- _TRECHO APRESENTADO_:
França

Nicolas Sarkozy: a jornada do ex-presidente francês do poder à cadeia

Nicolas Sarkozy torna-se o primeiro ex-presidente do país sentenciado pela Justiça. Ele foi condenado a cinco anos de prisão por receber fundos ilegais de financiamento de campanha do regime líbio de Muammar Kadhafi. Conservador desafiou o veredicto

Entre 2007 e 2012, o conservador Nicolas Sarkozy, 70 anos, ocupou o posto mais alto do Palácio do Eliseu. Treze anos depois, deixou o Tribunal de Paris, nesta quinta-feira (25/9), na condição de condenado a cinco anos de prisão. A Justiça o considerou culpado em um caso de corrupção que envolve o suposto financiamento ilegal de sua campanha eleitoral por parte do regime líbio de Muammar Kadhafi. Acompanhado da esposa, a cantora, modelo e atriz Carla Bruni-Sarkozy, 57, e dos três filhos, o ex-presidente francês adotou um tom desafiador. "Vou dormir na prisão com a cabeça erguida. Sou inocente", reagiu Sarkozy, ao classificar a própria condenação de "extrema gravidade para o Estado de Direito" e de "injustiça insuportável". "O ódio não tem limites", acrescentou.

- _EXTRATO DE DADOS_:

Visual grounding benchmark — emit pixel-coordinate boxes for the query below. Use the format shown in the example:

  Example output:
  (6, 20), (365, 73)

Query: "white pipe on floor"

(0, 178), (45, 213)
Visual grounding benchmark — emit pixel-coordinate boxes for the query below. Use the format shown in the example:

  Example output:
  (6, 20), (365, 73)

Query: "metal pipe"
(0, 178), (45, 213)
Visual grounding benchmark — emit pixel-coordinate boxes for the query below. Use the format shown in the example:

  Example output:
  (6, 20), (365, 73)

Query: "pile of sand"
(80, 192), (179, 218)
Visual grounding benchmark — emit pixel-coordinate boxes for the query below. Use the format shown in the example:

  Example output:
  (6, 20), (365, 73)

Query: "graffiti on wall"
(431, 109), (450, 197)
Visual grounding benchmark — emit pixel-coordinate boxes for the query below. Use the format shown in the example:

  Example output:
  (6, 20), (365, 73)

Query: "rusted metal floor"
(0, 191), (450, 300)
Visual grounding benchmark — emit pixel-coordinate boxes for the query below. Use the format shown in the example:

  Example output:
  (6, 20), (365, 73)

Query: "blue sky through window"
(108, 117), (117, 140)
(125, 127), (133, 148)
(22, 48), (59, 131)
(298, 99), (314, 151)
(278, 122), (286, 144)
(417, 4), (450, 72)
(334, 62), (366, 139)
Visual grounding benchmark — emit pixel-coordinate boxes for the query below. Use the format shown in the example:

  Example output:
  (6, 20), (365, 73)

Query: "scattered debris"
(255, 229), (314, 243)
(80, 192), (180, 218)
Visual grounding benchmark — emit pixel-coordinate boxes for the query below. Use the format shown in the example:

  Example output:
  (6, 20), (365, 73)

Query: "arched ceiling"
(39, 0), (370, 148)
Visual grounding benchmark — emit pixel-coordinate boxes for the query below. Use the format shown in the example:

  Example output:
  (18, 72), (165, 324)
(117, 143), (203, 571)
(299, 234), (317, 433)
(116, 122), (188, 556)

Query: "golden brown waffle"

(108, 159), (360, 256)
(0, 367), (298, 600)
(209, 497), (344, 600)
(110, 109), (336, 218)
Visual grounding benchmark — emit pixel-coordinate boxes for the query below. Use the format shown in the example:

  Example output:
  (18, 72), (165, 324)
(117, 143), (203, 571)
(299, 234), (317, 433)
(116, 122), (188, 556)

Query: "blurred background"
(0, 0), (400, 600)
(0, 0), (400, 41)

- _EXERCÍCIOS_:
[1] Segundo o texto sobre a condenação de Sarkozy, em que período ele ocupou a Presidência da França?
[2] Escreva a continuação do texto sobre a condenação de Sarkozy a partir da última frase.
As linhas não entram nesta atividade.

- _RESPOSTAS_:
[1] Entre 2007 e 2012.

[2]
Com a decisão da Corte, ele se tornará o primeiro presidente da história da França a ser preso. A condenação pelo crime de associação criminosa segue outras duas por corrupção, tráfico de influência e financiamento ilegal de campanha. Apesar de ter perdido a Legião de Honra, principal honraria francesa, nunca ficou sequer um dia na prisão. Dessa vez, nem mesmo o recurso o livrará de cumprir a pena. Em 13 de outubro, a Justiça anunciará a data em que Sarkozy será preso. A acusação de tentativa de suborno a um juiz, sete anos antes, fez com que, em 2021, o ex-presidente recebesse a pena de um ano de detenção. Mas o Tribunal de Apelações de Paris determinou que Sarkozy poderia permanecer preso em casa, com uma pulseira eletrônica. 

Além da pena de cinco anos de prisão pelo esquema de financiamento de campanha com o regime de Kadhafi, Sarkozy terá que pagar multa de 100 mil euros (ou cerca de R$ 626 mil). A juíza Nathalie Gavarino, presidente do Tribunal da Paris, explicou que Sarkozy teria "permitido que colaboradores próximos (...) atuassem (junto à ditadura de Kadhafi) com o objetivo de obter apoios financeiros".

O político francês teria recebido milhões de euros em fundos ilícitos de Trípoli. A promotoria alega que, em troca do dinheiro, Sarkozy prometeu ajudar Kadhafi a salvar sua reputação na condição de líder rejeitado pelo Ocidente. Um dos advogados de Sarkozy, Jean-Michel Darrois admitiu que seu cliente está "abalado" com o veredicto e citou os efeitos práticos da condenação sobre a esposa e os filhos do ex-presidente. "Estamos absolutamente estupefatos com esta decisão", disse o defensor.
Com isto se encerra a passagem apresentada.